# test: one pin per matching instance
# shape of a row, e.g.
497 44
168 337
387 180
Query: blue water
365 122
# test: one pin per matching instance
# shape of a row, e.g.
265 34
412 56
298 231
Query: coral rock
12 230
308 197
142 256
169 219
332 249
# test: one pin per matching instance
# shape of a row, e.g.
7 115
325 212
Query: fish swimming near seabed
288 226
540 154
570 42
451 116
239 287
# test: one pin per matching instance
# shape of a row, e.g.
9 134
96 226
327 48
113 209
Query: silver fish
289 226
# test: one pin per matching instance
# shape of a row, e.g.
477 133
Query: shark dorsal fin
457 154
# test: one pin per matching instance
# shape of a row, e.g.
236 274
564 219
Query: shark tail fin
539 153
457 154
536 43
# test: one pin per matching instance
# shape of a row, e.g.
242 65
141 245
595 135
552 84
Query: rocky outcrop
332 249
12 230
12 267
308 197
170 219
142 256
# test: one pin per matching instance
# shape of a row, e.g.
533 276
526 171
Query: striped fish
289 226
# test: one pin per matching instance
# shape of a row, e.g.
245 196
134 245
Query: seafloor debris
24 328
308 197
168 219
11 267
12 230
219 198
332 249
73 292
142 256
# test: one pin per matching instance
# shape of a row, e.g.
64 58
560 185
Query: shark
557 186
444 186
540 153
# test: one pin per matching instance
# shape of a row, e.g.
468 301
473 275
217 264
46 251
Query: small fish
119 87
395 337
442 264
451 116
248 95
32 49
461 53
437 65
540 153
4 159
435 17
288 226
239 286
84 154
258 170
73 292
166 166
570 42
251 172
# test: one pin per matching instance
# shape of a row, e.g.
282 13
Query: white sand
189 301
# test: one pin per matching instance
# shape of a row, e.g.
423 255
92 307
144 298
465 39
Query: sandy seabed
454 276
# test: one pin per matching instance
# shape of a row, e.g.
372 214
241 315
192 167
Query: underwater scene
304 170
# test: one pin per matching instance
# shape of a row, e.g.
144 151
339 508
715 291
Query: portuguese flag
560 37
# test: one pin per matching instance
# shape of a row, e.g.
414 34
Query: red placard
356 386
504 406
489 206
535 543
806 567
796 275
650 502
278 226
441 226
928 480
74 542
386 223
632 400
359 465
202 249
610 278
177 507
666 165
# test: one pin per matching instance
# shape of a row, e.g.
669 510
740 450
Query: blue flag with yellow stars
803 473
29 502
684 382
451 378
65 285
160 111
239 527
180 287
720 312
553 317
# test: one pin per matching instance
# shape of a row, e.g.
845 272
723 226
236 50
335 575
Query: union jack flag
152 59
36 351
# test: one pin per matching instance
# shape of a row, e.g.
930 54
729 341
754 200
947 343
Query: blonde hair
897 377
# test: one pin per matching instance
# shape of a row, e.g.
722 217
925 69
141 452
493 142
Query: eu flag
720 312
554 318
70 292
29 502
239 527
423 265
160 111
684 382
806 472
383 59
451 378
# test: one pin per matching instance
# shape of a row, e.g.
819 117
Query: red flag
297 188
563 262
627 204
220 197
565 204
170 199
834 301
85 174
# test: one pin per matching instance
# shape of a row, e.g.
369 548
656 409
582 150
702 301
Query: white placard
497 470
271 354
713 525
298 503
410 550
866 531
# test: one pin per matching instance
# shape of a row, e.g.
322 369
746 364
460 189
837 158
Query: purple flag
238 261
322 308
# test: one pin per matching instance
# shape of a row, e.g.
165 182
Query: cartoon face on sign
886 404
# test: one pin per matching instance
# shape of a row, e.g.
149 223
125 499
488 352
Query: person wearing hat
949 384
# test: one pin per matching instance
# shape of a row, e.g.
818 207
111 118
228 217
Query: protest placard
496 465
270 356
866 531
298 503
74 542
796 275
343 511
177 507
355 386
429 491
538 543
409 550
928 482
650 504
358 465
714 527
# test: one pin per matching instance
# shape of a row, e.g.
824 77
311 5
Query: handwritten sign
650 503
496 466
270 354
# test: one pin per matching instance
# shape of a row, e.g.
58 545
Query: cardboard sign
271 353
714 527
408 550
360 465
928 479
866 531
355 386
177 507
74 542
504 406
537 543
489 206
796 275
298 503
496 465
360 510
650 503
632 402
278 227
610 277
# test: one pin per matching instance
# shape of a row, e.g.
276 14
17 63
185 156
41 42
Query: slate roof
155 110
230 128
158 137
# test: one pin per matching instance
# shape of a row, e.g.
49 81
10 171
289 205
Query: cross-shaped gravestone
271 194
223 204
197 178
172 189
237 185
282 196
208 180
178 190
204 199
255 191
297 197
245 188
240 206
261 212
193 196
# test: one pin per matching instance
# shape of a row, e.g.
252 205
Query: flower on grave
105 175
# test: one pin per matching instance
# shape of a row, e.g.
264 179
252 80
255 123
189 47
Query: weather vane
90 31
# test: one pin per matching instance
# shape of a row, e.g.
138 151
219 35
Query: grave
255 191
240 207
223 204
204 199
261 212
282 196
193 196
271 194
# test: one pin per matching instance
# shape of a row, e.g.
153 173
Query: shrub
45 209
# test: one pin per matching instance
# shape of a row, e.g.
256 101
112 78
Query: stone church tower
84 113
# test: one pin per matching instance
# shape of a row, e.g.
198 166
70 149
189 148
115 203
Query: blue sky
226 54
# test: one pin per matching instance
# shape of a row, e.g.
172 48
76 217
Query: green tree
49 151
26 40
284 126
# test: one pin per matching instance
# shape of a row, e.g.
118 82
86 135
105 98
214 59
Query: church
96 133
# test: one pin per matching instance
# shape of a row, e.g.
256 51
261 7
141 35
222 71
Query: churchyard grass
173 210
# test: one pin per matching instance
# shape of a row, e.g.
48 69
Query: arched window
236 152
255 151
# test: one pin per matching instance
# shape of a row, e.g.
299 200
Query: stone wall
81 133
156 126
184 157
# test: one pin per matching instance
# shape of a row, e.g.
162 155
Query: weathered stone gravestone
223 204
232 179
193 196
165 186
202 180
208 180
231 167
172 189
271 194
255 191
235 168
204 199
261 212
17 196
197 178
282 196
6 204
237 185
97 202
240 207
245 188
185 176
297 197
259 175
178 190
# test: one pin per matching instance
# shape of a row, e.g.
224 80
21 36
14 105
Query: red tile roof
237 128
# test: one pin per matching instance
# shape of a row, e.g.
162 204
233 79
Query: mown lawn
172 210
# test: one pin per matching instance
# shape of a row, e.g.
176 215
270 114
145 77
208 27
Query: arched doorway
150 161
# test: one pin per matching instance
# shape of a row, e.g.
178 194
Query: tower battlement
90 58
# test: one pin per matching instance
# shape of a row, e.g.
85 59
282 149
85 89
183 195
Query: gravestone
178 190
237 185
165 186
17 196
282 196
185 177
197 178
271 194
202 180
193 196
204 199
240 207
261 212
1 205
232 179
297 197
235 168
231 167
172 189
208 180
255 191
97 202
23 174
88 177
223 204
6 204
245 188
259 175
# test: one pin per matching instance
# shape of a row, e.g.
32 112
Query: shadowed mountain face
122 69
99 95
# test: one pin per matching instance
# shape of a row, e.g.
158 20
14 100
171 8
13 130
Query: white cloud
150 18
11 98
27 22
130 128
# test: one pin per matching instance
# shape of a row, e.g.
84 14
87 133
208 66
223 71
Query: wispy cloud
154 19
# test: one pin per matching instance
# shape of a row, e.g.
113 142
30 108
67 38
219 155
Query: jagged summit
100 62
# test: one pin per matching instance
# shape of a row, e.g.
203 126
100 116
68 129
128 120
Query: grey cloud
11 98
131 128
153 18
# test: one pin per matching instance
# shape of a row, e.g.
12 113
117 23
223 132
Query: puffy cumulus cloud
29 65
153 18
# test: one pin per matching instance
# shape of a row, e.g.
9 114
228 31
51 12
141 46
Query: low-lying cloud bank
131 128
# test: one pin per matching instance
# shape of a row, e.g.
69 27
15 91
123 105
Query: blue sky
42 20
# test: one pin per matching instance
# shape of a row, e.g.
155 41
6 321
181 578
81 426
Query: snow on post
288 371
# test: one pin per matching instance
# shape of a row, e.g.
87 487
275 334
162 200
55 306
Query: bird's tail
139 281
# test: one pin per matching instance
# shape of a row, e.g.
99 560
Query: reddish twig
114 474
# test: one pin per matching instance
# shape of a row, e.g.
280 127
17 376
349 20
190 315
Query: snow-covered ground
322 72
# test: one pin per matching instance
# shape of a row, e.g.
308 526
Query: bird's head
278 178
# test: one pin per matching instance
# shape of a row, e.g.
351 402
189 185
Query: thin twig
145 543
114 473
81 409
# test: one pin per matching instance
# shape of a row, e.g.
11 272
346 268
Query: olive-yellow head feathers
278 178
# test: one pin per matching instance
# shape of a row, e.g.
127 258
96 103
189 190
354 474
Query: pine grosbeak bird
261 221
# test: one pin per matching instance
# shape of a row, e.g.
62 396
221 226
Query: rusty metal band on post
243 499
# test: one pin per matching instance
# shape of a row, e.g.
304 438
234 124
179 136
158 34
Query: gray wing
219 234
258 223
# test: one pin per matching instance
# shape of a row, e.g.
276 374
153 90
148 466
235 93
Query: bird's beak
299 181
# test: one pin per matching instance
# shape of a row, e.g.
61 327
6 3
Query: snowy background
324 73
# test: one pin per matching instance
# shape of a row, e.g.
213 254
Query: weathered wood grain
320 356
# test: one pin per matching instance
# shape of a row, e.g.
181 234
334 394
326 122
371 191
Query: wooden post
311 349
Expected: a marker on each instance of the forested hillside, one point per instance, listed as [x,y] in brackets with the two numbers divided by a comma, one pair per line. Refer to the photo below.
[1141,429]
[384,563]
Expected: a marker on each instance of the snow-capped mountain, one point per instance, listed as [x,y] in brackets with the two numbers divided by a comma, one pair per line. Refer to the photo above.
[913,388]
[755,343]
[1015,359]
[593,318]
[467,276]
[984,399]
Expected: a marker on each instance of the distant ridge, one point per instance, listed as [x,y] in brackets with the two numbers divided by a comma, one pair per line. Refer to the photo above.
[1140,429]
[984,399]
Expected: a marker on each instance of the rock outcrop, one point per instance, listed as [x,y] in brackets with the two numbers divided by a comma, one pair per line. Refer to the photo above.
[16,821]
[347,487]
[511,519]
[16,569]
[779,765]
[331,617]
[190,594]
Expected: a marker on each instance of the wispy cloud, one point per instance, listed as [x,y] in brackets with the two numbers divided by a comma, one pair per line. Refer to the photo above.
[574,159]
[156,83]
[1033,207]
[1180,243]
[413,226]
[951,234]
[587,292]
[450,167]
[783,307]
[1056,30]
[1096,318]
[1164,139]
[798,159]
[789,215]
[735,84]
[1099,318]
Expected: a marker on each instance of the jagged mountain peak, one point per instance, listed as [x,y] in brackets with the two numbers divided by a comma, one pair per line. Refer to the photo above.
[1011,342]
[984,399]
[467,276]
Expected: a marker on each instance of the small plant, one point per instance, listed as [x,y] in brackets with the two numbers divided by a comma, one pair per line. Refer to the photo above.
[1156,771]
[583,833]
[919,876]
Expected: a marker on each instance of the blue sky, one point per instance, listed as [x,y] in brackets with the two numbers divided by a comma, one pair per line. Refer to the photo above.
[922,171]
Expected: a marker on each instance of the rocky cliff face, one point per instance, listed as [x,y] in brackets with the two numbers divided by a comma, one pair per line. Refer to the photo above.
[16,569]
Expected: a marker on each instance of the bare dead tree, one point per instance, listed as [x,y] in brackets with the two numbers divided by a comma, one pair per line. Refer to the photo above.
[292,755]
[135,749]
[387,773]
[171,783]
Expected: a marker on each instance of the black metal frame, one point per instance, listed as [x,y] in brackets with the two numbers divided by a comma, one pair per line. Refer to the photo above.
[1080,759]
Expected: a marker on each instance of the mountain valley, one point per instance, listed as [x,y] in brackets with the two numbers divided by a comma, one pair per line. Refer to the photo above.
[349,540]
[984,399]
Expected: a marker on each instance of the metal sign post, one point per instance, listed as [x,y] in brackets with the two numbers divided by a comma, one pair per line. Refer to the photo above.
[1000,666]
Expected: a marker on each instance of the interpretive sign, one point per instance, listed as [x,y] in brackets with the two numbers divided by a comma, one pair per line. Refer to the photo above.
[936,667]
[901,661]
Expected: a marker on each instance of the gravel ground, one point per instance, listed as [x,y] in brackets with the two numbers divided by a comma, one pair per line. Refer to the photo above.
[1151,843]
§
Your answer should consist only of the lines from the one with "Expected: a marker on each instance of the black" through the end of the data above, reproduced exactly.

Expected: a marker on each instance of the black metal frame, one point per instance, listed as [x,y] in brackets with the two numbers divided by a comma, one pair per line. Refer to the photo above.
[1080,759]
Expected: a marker on each instance of the mountain valley, one point per instance, listed as [x,y] in brackets with the two numbers divided by a comma, one pair per line. Refer to the photo above.
[349,540]
[984,399]
Expected: a marker on each instance of the metal sign post, one point per instance, listed as [x,y] in brackets with the two numbers divided by a comma, one pair per line. Refer to the photo above.
[1000,666]
Expected: a marker on each instance of the interpretive sign, one point per instance, listed as [x,y] in brackets with the two numbers divided by a comma, one pair per line. Refer to the photo above.
[936,667]
[901,661]
Expected: a marker on each instance of the gravel ground, one point per instance, listed as [x,y] in brackets with the two numbers divided by a comma, one pair per line. Refer to the photo above.
[1151,843]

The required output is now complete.